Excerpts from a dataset
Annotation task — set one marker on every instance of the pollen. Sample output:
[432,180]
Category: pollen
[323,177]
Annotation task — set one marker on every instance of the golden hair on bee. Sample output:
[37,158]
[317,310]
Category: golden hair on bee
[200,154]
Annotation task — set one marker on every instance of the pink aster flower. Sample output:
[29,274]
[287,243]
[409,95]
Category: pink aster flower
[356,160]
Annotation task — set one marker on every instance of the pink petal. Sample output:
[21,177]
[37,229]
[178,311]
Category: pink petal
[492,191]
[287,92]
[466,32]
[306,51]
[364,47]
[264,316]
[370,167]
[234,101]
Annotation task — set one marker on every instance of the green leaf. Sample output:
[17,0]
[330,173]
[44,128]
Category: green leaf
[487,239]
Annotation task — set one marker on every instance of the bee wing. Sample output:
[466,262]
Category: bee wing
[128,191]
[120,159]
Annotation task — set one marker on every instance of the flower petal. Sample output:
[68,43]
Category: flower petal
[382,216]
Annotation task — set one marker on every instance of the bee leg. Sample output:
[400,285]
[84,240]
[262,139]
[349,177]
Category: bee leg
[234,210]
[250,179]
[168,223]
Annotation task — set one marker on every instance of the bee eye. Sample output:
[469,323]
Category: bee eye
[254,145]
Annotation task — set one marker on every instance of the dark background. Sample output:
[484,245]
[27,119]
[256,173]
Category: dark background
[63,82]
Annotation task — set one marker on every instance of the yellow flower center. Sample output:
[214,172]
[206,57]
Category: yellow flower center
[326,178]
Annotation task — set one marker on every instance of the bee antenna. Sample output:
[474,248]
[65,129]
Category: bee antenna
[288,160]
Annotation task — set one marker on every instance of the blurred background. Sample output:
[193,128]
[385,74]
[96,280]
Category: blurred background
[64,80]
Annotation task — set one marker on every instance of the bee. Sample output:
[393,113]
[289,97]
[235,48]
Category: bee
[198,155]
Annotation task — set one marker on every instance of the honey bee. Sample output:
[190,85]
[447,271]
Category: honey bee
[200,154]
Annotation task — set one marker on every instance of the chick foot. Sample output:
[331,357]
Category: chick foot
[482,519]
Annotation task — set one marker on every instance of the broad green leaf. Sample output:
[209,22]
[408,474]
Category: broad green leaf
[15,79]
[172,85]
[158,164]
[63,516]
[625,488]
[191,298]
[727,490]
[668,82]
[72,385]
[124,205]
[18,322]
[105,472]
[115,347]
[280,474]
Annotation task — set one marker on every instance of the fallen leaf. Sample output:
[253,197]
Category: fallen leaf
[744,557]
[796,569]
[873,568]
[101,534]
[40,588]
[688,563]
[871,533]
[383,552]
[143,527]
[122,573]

* [Task to complete] Write out the records once more, precisely as they stand.

* [Finished exercise]
Annotation task — set one marker on every instance of the pollen. Sample output:
[432,180]
Category: pollen
[323,177]
Annotation task — set one marker on every instance of the golden hair on bee. Sample output:
[37,158]
[317,310]
Category: golden hair on bee
[200,154]
Annotation task — set one marker on every instance of the pink aster flower. Sample output:
[29,274]
[287,243]
[409,95]
Category: pink aster flower
[356,160]
Annotation task — set one marker on every instance of the pink petal. Sample output:
[21,177]
[37,229]
[178,311]
Category: pink petal
[492,191]
[287,92]
[466,32]
[306,51]
[364,47]
[264,316]
[370,167]
[234,101]
Annotation task — set one marker on every instance of the green leaf. Sample output:
[17,0]
[330,173]
[44,128]
Category: green leaf
[487,239]
Annotation task — set one marker on every instance of the bee wing. Sample output:
[466,262]
Category: bee wing
[128,191]
[120,159]
Annotation task — set one marker on every instance of the flower petal. Sample output:
[68,43]
Category: flower petal
[382,216]
Annotation task — set one marker on every instance of the bee leg. Sample output:
[400,285]
[84,240]
[262,139]
[349,177]
Category: bee leg
[234,210]
[250,179]
[168,223]
Annotation task — set one marker on every instance of the bee eye. Sample output:
[469,323]
Category: bee eye
[254,145]
Annotation task — set one marker on every instance of the dark background. Sample output:
[484,245]
[27,119]
[256,173]
Category: dark background
[63,82]
Annotation task — set one marker on every instance of the yellow flower center. Sample output:
[214,172]
[206,57]
Category: yellow flower center
[326,178]
Annotation task — set one marker on every instance of the bee antenna. Sample output:
[474,248]
[65,129]
Category: bee antenna
[288,160]
Annotation task — set one marker on every instance of the blurred background. Sample output:
[193,128]
[385,74]
[96,280]
Category: blurred background
[64,80]
Annotation task — set one marker on every instance of the bee. Sample output:
[393,113]
[289,97]
[235,48]
Category: bee
[198,155]
Annotation task — set one marker on every instance of the honey bee. Sample output:
[190,85]
[447,271]
Category: honey bee
[200,154]
Annotation task — set one marker on every instance of the chick foot. Sample output:
[331,357]
Category: chick foot
[482,519]
Annotation task — set one marker on every instance of the broad green leaf. Sample output:
[209,22]
[408,474]
Category: broad green leaf
[15,79]
[172,85]
[158,164]
[63,516]
[625,488]
[191,298]
[727,490]
[668,82]
[72,385]
[124,205]
[18,322]
[105,472]
[115,347]
[280,474]
Annotation task — set one marker on every instance of the fallen leaf. Sample output:
[253,197]
Category: fallen leaf
[744,557]
[796,569]
[873,568]
[101,534]
[40,588]
[688,563]
[871,533]
[383,552]
[143,527]
[122,573]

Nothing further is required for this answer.